## Direction
Rewrite the data below from the line containing "Pest-scouting request: point out the mulch" through the end, and copy every line in that span. Keep the wording lines unchanged, and multiply each point coordinate in the answers by 0.75, rounding to whole numbers with halves rounded up.

* Start Recorded information *

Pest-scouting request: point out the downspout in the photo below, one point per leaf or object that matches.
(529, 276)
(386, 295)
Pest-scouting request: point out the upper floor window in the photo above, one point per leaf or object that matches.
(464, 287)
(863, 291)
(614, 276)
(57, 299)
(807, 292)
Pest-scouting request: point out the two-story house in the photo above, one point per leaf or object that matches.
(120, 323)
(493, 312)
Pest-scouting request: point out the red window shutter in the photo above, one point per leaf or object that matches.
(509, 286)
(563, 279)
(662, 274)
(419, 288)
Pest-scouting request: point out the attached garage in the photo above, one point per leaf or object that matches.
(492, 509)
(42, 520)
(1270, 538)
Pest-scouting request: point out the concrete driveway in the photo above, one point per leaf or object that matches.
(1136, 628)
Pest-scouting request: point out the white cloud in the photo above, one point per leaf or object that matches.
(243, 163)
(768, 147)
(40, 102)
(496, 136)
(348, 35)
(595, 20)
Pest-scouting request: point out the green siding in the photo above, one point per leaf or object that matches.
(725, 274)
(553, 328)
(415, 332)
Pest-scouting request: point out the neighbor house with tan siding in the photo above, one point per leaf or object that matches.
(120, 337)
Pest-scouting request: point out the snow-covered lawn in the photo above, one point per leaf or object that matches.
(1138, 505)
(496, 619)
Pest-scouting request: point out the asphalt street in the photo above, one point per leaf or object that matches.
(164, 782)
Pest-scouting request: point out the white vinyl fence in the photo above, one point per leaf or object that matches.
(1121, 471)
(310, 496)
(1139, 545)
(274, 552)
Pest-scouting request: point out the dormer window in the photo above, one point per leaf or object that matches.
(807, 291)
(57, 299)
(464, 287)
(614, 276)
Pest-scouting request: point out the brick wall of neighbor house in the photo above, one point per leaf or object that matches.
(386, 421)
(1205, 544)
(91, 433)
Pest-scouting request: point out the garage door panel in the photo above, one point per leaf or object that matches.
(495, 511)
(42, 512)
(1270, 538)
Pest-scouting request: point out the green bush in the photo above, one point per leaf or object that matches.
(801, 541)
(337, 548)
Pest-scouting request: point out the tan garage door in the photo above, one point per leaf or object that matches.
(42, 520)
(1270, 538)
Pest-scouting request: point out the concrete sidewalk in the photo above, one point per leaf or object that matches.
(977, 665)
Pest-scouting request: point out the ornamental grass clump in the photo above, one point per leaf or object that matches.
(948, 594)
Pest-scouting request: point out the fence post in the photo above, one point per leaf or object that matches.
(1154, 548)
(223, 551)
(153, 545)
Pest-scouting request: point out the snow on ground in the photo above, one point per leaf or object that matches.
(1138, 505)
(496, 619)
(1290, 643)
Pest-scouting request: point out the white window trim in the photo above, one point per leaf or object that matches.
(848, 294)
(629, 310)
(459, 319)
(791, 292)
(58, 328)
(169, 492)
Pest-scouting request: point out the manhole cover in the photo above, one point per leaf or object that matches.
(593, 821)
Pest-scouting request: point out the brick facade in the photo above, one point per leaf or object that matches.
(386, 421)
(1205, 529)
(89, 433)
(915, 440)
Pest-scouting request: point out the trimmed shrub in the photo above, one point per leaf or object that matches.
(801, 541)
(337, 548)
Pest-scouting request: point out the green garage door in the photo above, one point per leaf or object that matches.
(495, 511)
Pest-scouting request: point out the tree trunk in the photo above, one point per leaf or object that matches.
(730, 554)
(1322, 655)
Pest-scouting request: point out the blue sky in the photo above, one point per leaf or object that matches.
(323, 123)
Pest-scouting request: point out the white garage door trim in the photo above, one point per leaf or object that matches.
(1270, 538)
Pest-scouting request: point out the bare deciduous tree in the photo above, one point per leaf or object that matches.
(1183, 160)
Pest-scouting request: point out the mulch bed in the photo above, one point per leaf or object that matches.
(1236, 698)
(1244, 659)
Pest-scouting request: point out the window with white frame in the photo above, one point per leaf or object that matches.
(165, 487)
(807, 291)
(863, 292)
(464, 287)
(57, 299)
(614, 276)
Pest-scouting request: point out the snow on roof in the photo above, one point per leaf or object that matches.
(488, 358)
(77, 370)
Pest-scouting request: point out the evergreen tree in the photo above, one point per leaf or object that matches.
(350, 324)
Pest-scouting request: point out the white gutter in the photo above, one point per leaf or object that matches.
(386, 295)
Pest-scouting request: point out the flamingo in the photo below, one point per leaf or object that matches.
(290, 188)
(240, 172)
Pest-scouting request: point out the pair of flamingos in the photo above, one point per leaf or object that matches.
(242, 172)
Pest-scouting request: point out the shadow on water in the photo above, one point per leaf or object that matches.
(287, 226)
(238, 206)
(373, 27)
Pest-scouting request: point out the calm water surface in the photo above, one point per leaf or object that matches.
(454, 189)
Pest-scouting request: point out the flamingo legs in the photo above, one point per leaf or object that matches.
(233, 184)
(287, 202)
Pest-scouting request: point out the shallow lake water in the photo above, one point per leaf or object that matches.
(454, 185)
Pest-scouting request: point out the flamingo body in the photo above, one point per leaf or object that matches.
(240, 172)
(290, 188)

* End Recorded information *

## Reply to the task
Pest-scouting request: point out the mulch bed in the photo above, one point per leaf or object that matches.
(927, 524)
(933, 494)
Pest-scouting request: point out the window with white frame in the photo above, one point per leaf or object that matches.
(124, 365)
(605, 218)
(647, 219)
(348, 215)
(43, 224)
(461, 207)
Pest-scouting request: point out the snow on roof in the photo above, one point per leaf or object that matches.
(366, 269)
(58, 278)
Pest-scouting request: point out the evergreen tree in the photo above, one point per leaf or object that matches.
(263, 243)
Pest-scouting request: point out the white gutter in the photo above, one point per leaf or object that matches.
(290, 221)
Pest-scouting request: point out the flamingo in the photo below, one point per leaf or object that matches.
(218, 141)
(180, 129)
Pest-scouting request: point out the pair of flamingos in the photo above, one point per leaf or object that matches.
(182, 129)
Pest-scouting request: point out the shadow on water in the photo above, one point per leaf or object that matches.
(215, 170)
(179, 155)
(280, 20)
Pest-scouting request: point out the calm water surface in the photo above, one point per leaf or object that matches.
(341, 142)
Pest-scouting request: point out the flamingo legs in the photo above, one point per leaf or object that matches.
(175, 138)
(215, 152)
Pest-scouting request: point out the shallow lake water in the photo above, one point per leaf or object that matches.
(341, 139)
Pest-scouting request: point out the flamingo body in the photo above, one point per leaf or object that matches.
(180, 129)
(218, 141)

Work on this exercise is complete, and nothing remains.